Set task: Copy the records below word for word, every line in the same order.
>> START Given entries
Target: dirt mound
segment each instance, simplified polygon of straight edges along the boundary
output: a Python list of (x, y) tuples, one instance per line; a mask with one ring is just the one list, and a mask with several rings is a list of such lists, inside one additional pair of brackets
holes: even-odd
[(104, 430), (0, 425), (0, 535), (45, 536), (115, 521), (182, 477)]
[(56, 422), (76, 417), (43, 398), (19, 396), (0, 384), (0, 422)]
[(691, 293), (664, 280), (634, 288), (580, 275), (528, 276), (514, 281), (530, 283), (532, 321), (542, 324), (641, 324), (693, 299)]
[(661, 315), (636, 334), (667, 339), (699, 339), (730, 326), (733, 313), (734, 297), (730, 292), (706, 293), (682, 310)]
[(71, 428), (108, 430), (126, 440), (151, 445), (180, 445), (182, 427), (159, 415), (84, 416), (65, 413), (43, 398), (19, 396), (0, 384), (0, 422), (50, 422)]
>> END Given entries
Answer to this task:
Target: dirt mound
segment each instance, simplified polygon of straight edges along the boundary
output: a Python list of (x, y) tuples, one instance per line; a mask with one ring is just the one list, and a mask with several rings is a list of such lists, inside one additional pair of brackets
holes: even-odd
[(104, 430), (0, 425), (0, 535), (45, 536), (115, 521), (182, 477)]
[(56, 422), (76, 417), (43, 398), (19, 396), (0, 384), (0, 422)]
[(691, 293), (664, 280), (634, 288), (580, 275), (528, 276), (514, 281), (530, 283), (532, 321), (542, 324), (641, 324), (693, 299)]
[(661, 315), (636, 334), (667, 339), (699, 339), (730, 326), (733, 313), (734, 297), (730, 292), (706, 293), (682, 310)]
[(71, 428), (108, 430), (126, 440), (151, 445), (180, 445), (182, 427), (159, 415), (84, 416), (65, 413), (43, 398), (19, 396), (0, 384), (0, 422), (50, 422)]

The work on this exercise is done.